Exercise instructions
Please transcribe exactly the lines from the one containing "Each instance of the woman in white" through the end of the records below, both included, and nothing else.
┄┄┄┄┄┄
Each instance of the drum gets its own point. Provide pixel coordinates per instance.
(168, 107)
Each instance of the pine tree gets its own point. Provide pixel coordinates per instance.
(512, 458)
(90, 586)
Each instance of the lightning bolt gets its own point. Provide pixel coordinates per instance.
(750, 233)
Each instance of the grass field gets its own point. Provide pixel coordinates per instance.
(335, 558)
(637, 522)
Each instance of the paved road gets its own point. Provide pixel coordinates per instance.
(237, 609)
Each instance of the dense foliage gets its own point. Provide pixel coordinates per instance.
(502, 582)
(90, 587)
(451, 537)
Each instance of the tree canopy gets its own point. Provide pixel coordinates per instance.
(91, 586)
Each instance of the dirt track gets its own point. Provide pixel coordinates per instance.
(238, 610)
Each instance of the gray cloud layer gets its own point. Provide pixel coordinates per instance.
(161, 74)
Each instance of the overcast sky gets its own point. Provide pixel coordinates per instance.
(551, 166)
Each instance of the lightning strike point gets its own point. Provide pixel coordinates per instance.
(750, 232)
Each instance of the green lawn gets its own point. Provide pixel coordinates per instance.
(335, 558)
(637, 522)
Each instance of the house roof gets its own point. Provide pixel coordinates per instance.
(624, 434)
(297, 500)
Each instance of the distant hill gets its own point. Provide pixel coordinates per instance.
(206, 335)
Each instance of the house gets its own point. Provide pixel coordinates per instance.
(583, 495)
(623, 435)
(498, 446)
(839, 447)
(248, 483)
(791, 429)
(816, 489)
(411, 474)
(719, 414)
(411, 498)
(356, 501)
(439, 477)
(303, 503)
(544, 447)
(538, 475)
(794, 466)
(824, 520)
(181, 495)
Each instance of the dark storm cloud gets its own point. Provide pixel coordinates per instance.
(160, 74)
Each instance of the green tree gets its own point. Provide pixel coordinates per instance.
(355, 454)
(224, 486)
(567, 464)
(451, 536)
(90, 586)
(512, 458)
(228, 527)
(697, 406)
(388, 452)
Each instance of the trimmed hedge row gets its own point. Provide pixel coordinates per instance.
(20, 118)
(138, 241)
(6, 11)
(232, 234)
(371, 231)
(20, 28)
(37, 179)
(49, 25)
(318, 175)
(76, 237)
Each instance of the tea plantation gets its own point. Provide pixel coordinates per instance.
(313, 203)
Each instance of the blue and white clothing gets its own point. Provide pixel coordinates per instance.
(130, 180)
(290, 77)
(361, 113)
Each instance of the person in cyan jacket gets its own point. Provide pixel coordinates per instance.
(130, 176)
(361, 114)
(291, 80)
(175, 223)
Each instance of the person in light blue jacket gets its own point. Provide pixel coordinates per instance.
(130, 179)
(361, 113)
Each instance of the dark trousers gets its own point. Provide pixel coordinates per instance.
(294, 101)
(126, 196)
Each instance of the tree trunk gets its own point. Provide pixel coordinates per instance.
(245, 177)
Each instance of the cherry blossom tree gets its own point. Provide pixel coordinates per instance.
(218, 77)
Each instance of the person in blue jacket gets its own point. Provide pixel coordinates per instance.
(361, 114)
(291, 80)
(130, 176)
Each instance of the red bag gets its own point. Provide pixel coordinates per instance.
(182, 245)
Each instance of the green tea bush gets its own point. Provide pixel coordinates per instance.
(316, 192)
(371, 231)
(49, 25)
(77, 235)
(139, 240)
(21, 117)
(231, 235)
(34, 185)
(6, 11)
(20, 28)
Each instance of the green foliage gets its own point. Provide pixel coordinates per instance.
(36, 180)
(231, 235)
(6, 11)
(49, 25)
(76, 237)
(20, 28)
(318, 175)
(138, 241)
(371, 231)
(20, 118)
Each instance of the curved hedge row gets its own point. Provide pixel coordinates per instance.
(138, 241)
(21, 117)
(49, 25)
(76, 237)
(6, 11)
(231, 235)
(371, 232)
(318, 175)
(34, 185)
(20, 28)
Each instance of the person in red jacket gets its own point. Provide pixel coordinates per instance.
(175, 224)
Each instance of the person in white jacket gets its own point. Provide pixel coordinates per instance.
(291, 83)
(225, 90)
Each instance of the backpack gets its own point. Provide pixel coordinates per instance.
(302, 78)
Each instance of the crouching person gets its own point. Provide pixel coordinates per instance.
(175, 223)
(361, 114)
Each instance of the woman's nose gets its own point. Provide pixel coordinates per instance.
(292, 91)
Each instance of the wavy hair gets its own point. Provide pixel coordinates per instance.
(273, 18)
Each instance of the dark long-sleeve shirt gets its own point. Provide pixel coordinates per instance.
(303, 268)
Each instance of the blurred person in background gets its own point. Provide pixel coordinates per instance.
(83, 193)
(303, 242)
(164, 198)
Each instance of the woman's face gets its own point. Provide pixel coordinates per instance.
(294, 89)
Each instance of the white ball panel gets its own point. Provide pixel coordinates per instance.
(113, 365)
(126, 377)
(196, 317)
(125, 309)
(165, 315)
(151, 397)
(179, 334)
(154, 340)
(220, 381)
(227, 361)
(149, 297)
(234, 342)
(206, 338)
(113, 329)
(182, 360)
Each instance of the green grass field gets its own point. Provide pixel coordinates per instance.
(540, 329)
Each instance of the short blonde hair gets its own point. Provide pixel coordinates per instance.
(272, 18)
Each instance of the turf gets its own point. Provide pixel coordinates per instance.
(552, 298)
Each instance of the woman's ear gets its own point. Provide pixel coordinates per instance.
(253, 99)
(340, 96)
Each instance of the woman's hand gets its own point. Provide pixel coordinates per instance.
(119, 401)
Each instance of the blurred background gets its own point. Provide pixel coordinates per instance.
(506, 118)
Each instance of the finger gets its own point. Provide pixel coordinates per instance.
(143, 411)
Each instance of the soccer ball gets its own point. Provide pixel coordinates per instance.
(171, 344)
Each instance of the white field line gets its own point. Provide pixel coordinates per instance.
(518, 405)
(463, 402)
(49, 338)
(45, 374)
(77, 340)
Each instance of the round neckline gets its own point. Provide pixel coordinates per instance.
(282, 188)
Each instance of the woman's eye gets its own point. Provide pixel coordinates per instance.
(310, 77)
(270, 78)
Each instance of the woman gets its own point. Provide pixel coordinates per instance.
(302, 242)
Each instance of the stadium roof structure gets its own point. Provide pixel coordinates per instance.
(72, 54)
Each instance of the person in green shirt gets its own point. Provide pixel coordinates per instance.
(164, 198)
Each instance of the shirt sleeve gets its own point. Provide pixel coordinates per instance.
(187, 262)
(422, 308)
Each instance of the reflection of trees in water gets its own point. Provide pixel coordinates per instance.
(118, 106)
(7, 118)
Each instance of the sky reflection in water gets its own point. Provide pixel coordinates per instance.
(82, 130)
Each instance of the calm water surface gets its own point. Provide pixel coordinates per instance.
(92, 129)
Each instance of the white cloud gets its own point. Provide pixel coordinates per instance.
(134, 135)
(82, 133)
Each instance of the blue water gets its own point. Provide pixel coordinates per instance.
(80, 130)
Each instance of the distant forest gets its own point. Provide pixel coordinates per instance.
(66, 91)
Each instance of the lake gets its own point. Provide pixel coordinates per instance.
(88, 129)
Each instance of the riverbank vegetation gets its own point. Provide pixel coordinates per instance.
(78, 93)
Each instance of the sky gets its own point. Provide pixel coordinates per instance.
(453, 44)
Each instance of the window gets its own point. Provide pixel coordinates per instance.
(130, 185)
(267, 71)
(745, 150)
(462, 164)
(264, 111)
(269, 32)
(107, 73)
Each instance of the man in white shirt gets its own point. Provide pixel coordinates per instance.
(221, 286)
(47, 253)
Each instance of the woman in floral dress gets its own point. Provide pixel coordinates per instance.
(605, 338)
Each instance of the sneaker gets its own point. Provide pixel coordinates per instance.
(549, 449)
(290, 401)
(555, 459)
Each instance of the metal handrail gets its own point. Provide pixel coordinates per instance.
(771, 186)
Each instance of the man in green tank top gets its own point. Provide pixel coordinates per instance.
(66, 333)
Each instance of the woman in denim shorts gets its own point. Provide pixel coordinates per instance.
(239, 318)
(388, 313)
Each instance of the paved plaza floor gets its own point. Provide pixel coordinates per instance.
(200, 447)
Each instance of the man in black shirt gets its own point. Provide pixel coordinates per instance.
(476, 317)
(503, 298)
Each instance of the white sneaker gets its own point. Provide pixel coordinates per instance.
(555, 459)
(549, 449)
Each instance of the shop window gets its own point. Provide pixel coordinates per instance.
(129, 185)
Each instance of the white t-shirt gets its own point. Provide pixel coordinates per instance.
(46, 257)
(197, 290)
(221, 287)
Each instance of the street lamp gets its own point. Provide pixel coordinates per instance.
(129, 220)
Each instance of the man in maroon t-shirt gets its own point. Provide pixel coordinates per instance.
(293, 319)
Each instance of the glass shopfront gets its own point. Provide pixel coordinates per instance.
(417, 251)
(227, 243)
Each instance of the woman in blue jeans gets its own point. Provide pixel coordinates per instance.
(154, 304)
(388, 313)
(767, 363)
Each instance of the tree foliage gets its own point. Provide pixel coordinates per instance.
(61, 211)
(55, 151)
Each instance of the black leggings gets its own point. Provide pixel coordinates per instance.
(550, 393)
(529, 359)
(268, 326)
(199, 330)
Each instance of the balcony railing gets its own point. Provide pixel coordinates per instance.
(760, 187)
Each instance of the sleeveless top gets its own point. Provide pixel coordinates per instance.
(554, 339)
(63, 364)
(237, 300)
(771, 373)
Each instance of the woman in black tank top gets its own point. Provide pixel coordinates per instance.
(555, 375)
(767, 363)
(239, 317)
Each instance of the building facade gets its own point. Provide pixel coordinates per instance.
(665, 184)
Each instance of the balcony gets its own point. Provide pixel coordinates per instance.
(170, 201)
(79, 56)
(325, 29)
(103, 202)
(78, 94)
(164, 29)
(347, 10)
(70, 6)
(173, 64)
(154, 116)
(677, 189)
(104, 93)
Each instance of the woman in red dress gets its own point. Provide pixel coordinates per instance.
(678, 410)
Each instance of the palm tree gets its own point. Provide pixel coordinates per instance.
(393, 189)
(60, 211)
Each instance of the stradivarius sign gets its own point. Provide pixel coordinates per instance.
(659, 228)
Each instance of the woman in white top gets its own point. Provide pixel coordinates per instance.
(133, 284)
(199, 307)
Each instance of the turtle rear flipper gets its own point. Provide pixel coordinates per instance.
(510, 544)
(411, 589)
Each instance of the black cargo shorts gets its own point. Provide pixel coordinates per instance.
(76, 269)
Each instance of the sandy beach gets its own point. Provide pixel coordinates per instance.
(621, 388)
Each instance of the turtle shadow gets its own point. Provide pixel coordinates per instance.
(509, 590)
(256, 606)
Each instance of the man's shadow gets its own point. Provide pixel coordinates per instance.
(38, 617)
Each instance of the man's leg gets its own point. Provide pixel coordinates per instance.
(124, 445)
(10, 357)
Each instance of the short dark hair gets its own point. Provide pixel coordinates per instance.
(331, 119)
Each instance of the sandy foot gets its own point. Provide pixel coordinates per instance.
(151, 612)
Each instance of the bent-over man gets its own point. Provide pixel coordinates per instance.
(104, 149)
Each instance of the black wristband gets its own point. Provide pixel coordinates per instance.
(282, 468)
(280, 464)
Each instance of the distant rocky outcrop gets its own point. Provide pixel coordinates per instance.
┄┄┄┄┄┄
Expected answer
Each instance of the woman in white top gets its own point. Provide pixel coordinates per instance.
(133, 284)
(199, 307)
Each instance of the turtle rear flipper gets its own point. Provide pixel coordinates per instance.
(510, 544)
(411, 589)
Each instance of the black cargo shorts gets its own point. Provide pixel coordinates per instance.
(76, 269)
Each instance of the sandy beach gets its own point. Provide pixel coordinates per instance.
(621, 388)
Each instance of the turtle shadow gets its own point. Provide pixel coordinates per instance.
(509, 590)
(256, 606)
Each instance of the man's shadow gets its own point. Provide pixel coordinates per instance.
(38, 617)
Each instance of the man's leg gets its own point. Provide pixel coordinates per instance.
(124, 445)
(10, 357)
Each instance of the short dark hair gets its own point. Provide pixel coordinates per instance.
(331, 119)
Each instance of the sandy foot gets its own point. Provide pixel coordinates per instance.
(151, 612)
Each instance of the bent-over man gets its own point. Provide pixel coordinates per instance.
(104, 149)
Each instance of the black wristband gets its own point. Provide pixel coordinates per instance.
(282, 468)
(280, 464)
Each instance of the distant rocky outcrop gets its own point. Provide pixel coordinates per instance.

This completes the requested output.